« Crève donc la bâche de la force obscure ! »

3 ème partie

Olivier au Japon 2015.
Olivier au Japon 2015.

J’ai souvent pensé que des déformations/affaiblissements de l’aïki ancien dans notre modernité découlaient de plusieurs facteurs inhérents aux enseignants ou pratiquants eux-mêmes, à leur personnalité, à leur orgueil (l’ignorance entraînant l’orgueil bien plus souvent que la connaissance qui incite plutôt à la modestie). Mais plus je voyage dans les mondes de ces diffractions « aïkidō-esques » et plus je trouve un lien bien spécifique à l’aïkidō lui-même, générique donc. Il s’agit même d’un nœud conceptuel qui changea tout : celui de la pédagogie de la facilité !

En clair l’aïki ancien commençait son apprentissage (et d’ailleurs ses mouvements), non pas vraiment par la force, sinon pour montrer justement son inanité, mais par « le plus petit » justement et « le plus difficile » pour aller vers « le plus grand » et « le plus facile ». Quand l’aïkidō actuel commence son apprentissage par le plus grand et le plus facile. Ceci est un signe de notre époque très certainement.

-=-=-

_Défi 1_: Mettez en liste numérotée les lignes des entrées, en partant de la ligne qui contient « Tag the person » et en allant jusqu'à la fin des entrées. Laissez de côté les lignes vides.
Le texte sur l'aïkidō et les entrées n'ont aucun rapport entre eux.

Entrées d'un jeu de données
-=-=-

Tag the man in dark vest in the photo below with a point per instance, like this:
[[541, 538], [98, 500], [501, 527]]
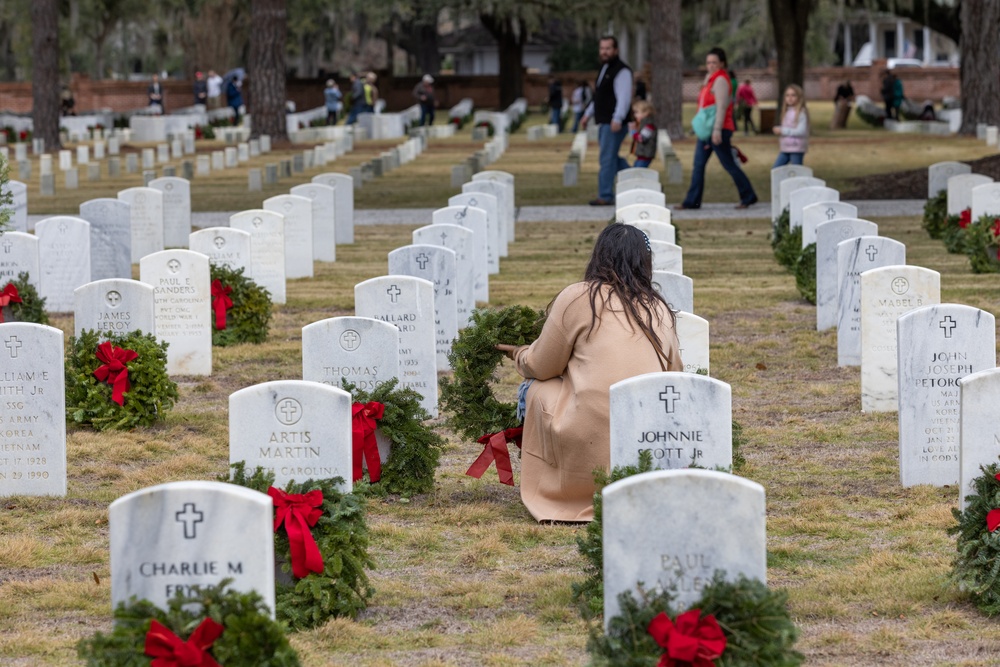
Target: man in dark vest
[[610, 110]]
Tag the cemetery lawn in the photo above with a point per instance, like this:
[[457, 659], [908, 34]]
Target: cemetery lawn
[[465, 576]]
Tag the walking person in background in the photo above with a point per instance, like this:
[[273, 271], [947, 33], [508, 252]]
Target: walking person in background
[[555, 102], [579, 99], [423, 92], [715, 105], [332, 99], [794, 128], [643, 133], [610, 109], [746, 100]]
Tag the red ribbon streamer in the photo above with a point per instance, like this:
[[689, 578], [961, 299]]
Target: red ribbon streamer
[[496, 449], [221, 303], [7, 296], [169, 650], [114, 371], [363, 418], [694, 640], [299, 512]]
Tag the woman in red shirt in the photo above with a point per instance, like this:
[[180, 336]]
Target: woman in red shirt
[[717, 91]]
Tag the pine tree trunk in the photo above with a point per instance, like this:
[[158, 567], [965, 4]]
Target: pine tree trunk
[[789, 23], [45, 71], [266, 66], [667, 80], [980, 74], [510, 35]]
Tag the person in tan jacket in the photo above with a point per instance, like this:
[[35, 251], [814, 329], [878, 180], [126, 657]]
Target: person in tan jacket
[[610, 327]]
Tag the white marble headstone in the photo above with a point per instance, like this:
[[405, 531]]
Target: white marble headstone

-=-=-

_Défi 2_: Transcrivez fidèlement le passage du texte sur l'aïkidō qui commence par « 3 ème partie » et se poursuit jusqu'à « la facilité ! ».

_Réponse complète 1_:
1. Tag the person in tan jacket in the photo above with a point per instance, like this:
2. [[35, 251], [814, 329], [878, 180], [126, 657]]
3. Target: person in tan jacket
4. [[610, 327]]
5. Tag the white marble headstone in the photo above with a point per instance, like this:
6. [[405, 531]]
7. Target: white marble headstone

_Réponse complète 2_:
3 ème partie

Olivier au Japon 2015.
Olivier au Japon 2015.

J’ai souvent pensé que des déformations/affaiblissements de l’aïki ancien dans notre modernité découlaient de plusieurs facteurs inhérents aux enseignants ou pratiquants eux-mêmes, à leur personnalité, à leur orgueil (l’ignorance entraînant l’orgueil bien plus souvent que la connaissance qui incite plutôt à la modestie). Mais plus je voyage dans les mondes de ces diffractions « aïkidō-esques » et plus je trouve un lien bien spécifique à l’aïkidō lui-même, générique donc. Il s’agit même d’un nœud conceptuel qui changea tout : celui de la pédagogie de la facilité !